**Required tasks:**
a: From the court order, return everything from "Equal Employment Opportunity Commission v." down to "on 8/4/11.(mnfsl, )" unchanged.
b: List every docket reference that appears inside square brackets in the court order.
c: Put this sentence from the court order into Spanish: "This case involves allegations of national origin, religious, and ethnic discrimination at a meat packing plant in Greeley, Colorado owned and operated by JBS USA, LLC (“JBS”)."

Equal Employment Opportunity Commission v. JBS USA, LLC
Filing
115
ORDER denying 64 Defendant's Motion to Dismiss Amended Complaint in Intervention (Abade, et al.) pursuant to Docket No. 99 and this order. By Judge Philip A. Brimmer on 8/4/11.(mnfsl, )
IN THE UNITED STATES DISTRICT COURT
FOR THE DISTRICT OF COLORADO
Judge Philip A. Brimmer
Civil Action No. 10-cv-02103-PAB-KLM
EQUAL EMPLOYMENT OPPORTUNITY COMMISSION,
Plaintiff,
and
IRAQ ABADE, et al.,
Plaintiffs-Intervenors,
v.
JBS USA, LLC,
d/b/a JBS Swift & Company,
Defendant.
ORDER
This case involves allegations of national origin, religious, and ethnic
discrimination at a meat packing plant in Greeley, Colorado owned and operated by
JBS USA, LLC (“JBS”). It is before the Court on a response to the Court’s order for
further briefing by Iraq Abade and approximately 103 other employees or former
employees of defendant (collectively “the Abade intervenors”). In its order on several
motions to dismiss [Docket No. 99], the Court directed the Abade intervenors to file
supplemental briefing on the ability of those intervenors who did not file charges of
discrimination to rely on the single filing rule. The Abade intervenors filed this
supplemental briefing [Docket No. 107], JBS responded to it [Docket No. 111], and the
Abade intervenors replied [Docket No. 114].

**Data supplied:**
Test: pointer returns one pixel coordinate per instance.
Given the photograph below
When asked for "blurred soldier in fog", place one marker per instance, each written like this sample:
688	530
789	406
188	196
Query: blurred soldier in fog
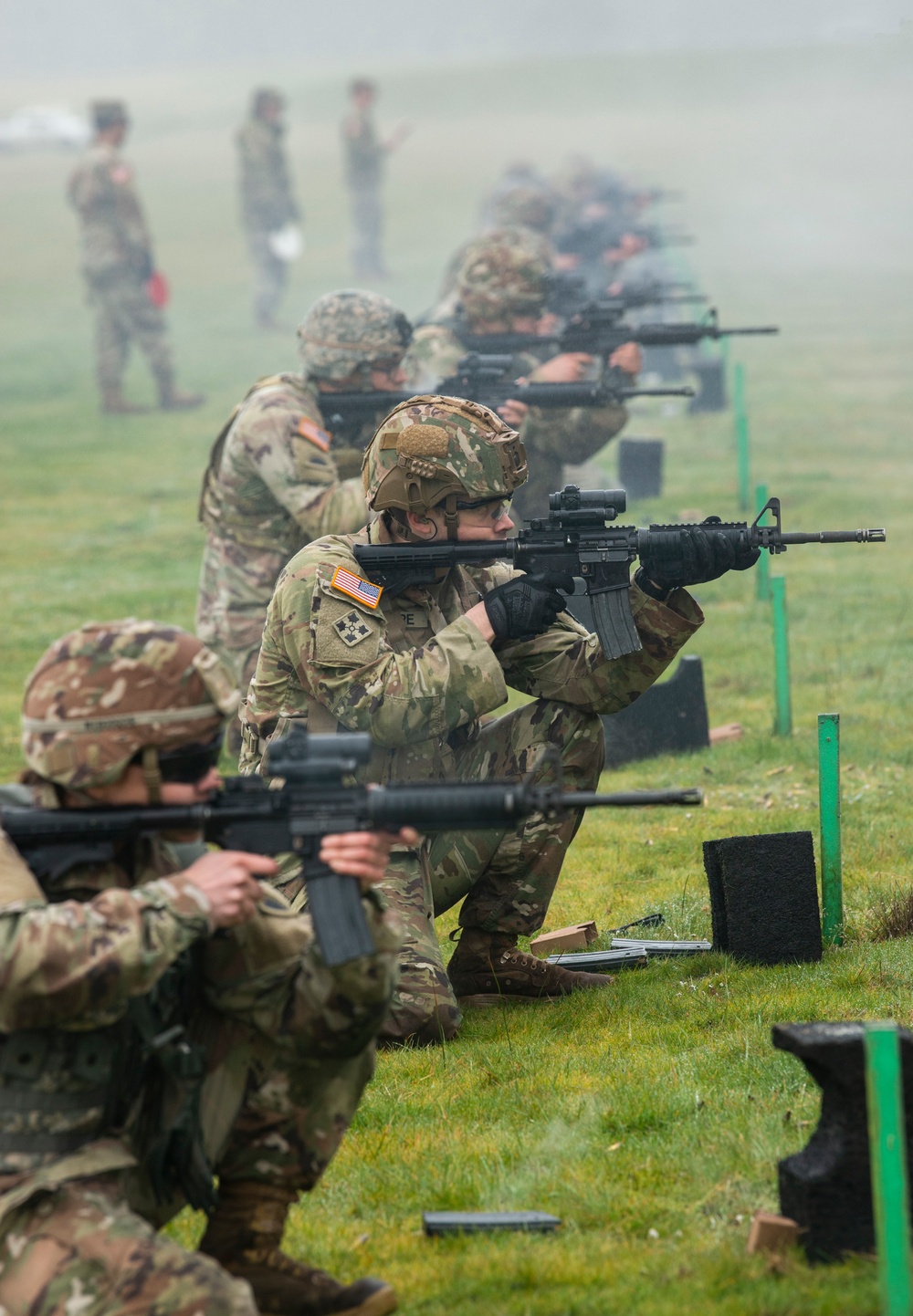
268	205
502	286
363	170
271	485
118	262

**Task-by-task results:**
a:
Equal Employment Opportunity Commission v. JBS USA, LLC
Filing
115
ORDER denying 64 Defendant's Motion to Dismiss Amended Complaint in Intervention (Abade, et al.) pursuant to Docket No. 99 and this order. By Judge Philip A. Brimmer on 8/4/11.(mnfsl, )

b:
[Docket No. 99]
[Docket No. 107]
[Docket No. 111]
[Docket No. 114]

c: Este caso trata de denuncias de discriminación por origen nacional, religiosa y étnica en una planta empacadora de carne en Greeley, Colorado, propiedad de JBS USA, LLC («JBS») y operada por ella.